Moving into the Future with Advanced Therapies
In the last decade, many novel medicinal products, also known as advanced therapy medicinal products (ATMPs), have been further developed and achieved breakthrough success.
Numerous gene therapeutics, cell therapeutics and bioengineered tissue products are already approved in the EU and the US, and many clinical trials are in progress worldwide.
This group of heterogenous medicinal products represents according to the German Medicines Act (AMG) and European Medicines Agency (EMA) a heterogeneous group of preparations. By definition, they are recombinant nucleic acids, cells or tissues which are used as gene therapeutics, somatic cell therapeutics or bioengineered tissue products. They are primarily isolated from blood, bone marrow or other tissues as cells or nucleic acids, are modified for therapeutic purposes and subsequently used autologously or allogeneically.
Unlike a transplantation of tissue, such as supporting tissue, skin or hematopoietic stem cells, mostly all ATMPs have in common that their starting materials are substantially modified. Gene therapeutics (manipulated nucleic acids), genetically engineered cell therapeutics or customized and/or stimulated expanded cells are created.
This means that cells are isolated, stimulated, expanded, and/or genetically modified specifically for the corresponding clinical picture. In this way, not only tumor diseases can now be treated, but also genetic defects, inborn errors of metabolism and autoimmune diseases, as well as tissue injured in accidents that cannot be regenerated in any other way. Furthermore, the therapeutic approach is no longer designed to improve the clinical picture in the classical sense, but to heal it.
Novel preparations are primarily developed in scientific research institutions and clinics and are usually produced in small batches and for individually designed therapy. On the one hand, this has the enormous advantage that the latest findings and innovations can be incorporated into development, but on the other hand it also brings the disadvantage that regulatory knowledge and financial resources for GMP-compliant pharmaceutical development are often not fully available in the facilities. Often even the manufacturing process is still under development.
====
● YOUR GOAL
Reproduce the passage on advanced therapies word for word, taking everything from "This means that" down to "to heal it.".

(Stored records)
====
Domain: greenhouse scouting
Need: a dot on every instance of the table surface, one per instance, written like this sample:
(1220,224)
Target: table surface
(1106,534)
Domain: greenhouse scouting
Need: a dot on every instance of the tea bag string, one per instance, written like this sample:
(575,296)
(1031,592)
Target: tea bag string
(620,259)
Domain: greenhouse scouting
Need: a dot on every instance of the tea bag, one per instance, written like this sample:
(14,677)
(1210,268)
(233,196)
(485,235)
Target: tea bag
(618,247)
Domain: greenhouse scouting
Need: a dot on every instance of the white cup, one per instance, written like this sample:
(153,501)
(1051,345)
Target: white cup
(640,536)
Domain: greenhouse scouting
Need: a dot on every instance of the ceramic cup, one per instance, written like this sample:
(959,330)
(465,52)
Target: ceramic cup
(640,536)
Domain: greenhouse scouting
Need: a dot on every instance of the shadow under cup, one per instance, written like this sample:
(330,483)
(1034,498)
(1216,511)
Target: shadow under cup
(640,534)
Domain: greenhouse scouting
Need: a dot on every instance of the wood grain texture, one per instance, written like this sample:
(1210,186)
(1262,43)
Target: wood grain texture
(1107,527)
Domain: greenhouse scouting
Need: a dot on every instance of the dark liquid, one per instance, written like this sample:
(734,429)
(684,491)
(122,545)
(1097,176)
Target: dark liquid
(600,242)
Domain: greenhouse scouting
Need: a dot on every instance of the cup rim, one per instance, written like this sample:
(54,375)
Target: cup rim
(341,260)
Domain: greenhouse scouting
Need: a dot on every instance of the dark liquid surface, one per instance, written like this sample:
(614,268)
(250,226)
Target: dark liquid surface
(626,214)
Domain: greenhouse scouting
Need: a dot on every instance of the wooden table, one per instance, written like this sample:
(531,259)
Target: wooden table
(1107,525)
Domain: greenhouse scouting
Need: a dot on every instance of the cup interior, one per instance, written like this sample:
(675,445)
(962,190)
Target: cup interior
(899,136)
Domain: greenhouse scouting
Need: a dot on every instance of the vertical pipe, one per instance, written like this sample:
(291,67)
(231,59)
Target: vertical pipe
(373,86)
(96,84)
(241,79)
====
● SOLUTION TO THE PROBLEM
This means that cells are isolated, stimulated, expanded, and/or genetically modified specifically for the corresponding clinical picture. In this way, not only tumor diseases can now be treated, but also genetic defects, inborn errors of metabolism and autoimmune diseases, as well as tissue injured in accidents that cannot be regenerated in any other way. Furthermore, the therapeutic approach is no longer designed to improve the clinical picture in the classical sense, but to heal it.